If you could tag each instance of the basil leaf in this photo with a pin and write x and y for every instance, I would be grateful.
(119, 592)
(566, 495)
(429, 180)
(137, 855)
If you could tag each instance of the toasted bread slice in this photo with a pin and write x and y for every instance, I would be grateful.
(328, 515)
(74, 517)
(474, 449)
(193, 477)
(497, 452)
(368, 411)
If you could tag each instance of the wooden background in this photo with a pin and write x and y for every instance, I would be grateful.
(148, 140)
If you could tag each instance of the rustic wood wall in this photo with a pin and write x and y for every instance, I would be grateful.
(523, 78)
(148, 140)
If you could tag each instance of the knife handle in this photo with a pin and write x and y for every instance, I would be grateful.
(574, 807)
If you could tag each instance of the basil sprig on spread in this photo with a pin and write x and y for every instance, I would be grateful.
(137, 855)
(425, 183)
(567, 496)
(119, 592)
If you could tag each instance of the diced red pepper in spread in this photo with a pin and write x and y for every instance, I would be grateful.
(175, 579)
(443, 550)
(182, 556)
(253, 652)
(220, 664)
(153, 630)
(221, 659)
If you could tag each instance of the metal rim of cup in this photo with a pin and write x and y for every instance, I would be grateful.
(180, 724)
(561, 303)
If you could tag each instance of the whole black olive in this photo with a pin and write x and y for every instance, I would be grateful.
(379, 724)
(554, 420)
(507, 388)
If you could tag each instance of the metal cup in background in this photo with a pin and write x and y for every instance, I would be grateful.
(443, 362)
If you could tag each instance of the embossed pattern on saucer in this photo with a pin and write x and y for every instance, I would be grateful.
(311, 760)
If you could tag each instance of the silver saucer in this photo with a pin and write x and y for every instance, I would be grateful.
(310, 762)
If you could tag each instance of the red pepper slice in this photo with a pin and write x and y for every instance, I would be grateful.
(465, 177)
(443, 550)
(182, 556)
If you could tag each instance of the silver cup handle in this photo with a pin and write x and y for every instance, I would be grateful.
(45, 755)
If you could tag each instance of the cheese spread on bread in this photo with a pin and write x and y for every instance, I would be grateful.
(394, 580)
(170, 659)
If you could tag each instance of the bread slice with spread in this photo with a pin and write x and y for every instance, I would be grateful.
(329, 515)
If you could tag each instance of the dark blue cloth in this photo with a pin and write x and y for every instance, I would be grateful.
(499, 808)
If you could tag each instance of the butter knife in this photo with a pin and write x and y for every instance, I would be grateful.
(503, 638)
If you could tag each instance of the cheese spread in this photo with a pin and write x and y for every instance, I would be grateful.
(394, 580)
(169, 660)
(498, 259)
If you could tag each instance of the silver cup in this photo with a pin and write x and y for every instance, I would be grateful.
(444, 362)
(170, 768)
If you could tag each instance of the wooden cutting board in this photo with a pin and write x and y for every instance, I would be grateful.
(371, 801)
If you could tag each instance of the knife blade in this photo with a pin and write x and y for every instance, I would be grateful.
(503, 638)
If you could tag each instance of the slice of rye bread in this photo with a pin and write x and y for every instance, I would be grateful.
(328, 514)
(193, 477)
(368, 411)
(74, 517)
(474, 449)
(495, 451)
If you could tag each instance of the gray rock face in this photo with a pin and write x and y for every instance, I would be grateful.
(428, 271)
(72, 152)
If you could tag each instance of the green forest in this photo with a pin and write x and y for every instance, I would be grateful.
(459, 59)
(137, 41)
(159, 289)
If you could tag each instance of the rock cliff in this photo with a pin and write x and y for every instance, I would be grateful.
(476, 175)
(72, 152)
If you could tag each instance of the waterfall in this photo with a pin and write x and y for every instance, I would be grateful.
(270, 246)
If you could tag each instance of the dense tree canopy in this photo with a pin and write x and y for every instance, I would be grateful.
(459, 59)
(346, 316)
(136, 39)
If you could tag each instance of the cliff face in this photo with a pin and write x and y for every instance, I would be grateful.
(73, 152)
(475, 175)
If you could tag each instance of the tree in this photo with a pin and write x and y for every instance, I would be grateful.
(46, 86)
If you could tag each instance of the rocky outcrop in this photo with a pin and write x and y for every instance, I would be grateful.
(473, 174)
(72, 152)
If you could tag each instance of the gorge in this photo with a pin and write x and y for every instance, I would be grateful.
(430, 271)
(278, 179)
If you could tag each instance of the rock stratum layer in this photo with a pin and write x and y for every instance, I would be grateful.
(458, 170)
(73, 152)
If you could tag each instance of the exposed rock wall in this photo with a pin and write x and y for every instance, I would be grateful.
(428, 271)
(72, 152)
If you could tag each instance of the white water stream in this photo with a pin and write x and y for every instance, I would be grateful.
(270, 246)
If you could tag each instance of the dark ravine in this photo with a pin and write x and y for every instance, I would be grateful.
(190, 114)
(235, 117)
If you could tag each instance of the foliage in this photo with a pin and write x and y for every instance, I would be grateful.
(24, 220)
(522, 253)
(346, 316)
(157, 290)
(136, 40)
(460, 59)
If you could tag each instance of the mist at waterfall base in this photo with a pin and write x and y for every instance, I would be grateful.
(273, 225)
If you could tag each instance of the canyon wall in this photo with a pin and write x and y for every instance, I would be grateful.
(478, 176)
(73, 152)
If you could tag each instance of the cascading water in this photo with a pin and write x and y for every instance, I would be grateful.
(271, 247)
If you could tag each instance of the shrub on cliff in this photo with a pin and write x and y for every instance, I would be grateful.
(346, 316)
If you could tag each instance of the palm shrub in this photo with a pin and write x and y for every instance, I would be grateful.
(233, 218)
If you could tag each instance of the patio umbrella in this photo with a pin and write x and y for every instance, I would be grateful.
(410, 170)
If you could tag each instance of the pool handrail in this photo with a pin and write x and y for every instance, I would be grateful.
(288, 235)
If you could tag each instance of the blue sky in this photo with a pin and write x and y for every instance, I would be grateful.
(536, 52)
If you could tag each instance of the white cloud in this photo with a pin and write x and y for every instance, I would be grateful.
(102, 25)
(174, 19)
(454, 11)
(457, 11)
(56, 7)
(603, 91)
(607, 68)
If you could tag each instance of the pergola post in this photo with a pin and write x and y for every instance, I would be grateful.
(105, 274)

- [Instruction]
Restate word for word the lines from the one holding "If you could tag each instance of the dark ravine" to the end of the listing, both ends included, and nothing more.

- [Answer to this problem]
If you could tag each instance of the dark ravine in this photo with a pin and write x and y for every instance, I would be grateful.
(190, 114)
(235, 117)
If you could tag each instance of the foliage in this photo with a pin and write x and y for every instance, I would be grateful.
(24, 220)
(522, 253)
(346, 316)
(157, 290)
(136, 40)
(460, 59)
If you could tag each instance of the mist at waterfall base in this photo with a pin and write x and y for every instance, I would be grateful.
(273, 225)
If you could tag each instance of the canyon wall in this photo with a pin and write x and y for every instance, I would be grateful.
(478, 176)
(73, 152)
If you could tag each instance of the cascading water in this photo with a pin and write x and y for every instance, I would be grateful.
(271, 247)
If you could tag each instance of the shrub on cliff in this photo with a pin and write x and y for every instance, I would be grateful.
(346, 316)
If you could tag each instance of the palm shrub in this photo with a pin and write x and y for every instance, I would be grateful.
(233, 218)
If you could tag each instance of the patio umbrella in this photo with a pin and write x and y for every instance, I would be grateful.
(410, 170)
If you could tag each instance of the pool handrail in this photo with a pin and write x and y for every instance, I would be grateful.
(288, 235)
If you could tag each instance of the blue sky in this photo with a pin and write x and y for every instance, I would be grateful.
(536, 52)
If you could tag each instance of the white cloud in this photo with a pin and write x and y for every instance, I would be grateful.
(102, 25)
(174, 19)
(454, 11)
(457, 11)
(56, 7)
(603, 91)
(607, 68)
If you could tag each instance of the pergola post in this photo with a pin and write x and y for every instance, I would be grateful.
(105, 274)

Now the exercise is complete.